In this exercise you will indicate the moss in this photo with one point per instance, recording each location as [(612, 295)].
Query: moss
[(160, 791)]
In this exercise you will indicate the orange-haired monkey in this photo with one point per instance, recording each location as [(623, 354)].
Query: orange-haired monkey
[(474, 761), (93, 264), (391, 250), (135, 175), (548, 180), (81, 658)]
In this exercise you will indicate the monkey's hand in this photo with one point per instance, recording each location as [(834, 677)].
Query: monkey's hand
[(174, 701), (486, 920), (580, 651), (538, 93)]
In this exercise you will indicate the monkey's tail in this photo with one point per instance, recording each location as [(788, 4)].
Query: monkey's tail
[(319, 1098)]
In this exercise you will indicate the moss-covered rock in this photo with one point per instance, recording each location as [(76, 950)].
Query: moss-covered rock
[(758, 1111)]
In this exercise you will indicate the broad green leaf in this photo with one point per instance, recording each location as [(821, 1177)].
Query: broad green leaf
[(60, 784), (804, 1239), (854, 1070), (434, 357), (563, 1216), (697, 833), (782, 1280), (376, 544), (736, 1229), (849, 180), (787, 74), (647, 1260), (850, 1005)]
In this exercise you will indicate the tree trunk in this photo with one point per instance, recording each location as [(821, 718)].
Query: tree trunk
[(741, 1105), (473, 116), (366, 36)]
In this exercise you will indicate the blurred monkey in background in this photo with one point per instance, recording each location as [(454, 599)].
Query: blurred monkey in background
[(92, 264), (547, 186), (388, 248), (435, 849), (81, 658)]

___

Rewrite all the data above, substituting "activity" for every "exercise" and leaving everything else unchanged.

PROBLEM SOLUTION:
In this activity you will indicate the moss in this photo with one point per instance, recording each location as [(612, 295)].
Query: moss
[(160, 791)]
In this activity you will indicate the orange-haired monkey in this photo with one point per instance, recording each location as [(623, 354)].
Query: orange-haired monkey
[(474, 761), (93, 264), (391, 250), (135, 175), (548, 180), (81, 658)]
In this activity you will indicate the monkey's hand in this photo with one point per instance, recording each location as [(834, 677)].
Query: monkey's hand
[(174, 701), (486, 920), (580, 651), (538, 93)]
In this activity you will indicate the monkey's tail in this photo with one point per instance, recording each location as [(788, 4)].
Query: monkey's tail
[(319, 1098)]
In this activity you will indicate the moss-covered rock in this photo with one point per instance, recording each location as [(76, 950)].
Query: moss-covered rock
[(758, 1111)]
In this activity you will indicate the broad green leaf in this photo with one point per instance, recording each location as [(821, 1177)].
Query: broad green leaf
[(60, 784), (804, 1239), (854, 1070), (434, 357), (563, 1216), (697, 833), (782, 1280), (376, 544), (736, 1229), (849, 180), (787, 74), (647, 1260), (850, 1005)]
In this activity you will indicate the tree trunk in this photo with one point per instance, recording each location as [(821, 718)].
Query: tree trunk
[(741, 1105), (473, 116), (366, 36)]
In this activity you will indicate the blurred monkey in background in this photo with one point per instance, recording each location as [(454, 599)].
Query: blurred monkey in background
[(92, 264), (547, 186), (388, 248), (435, 849), (81, 658)]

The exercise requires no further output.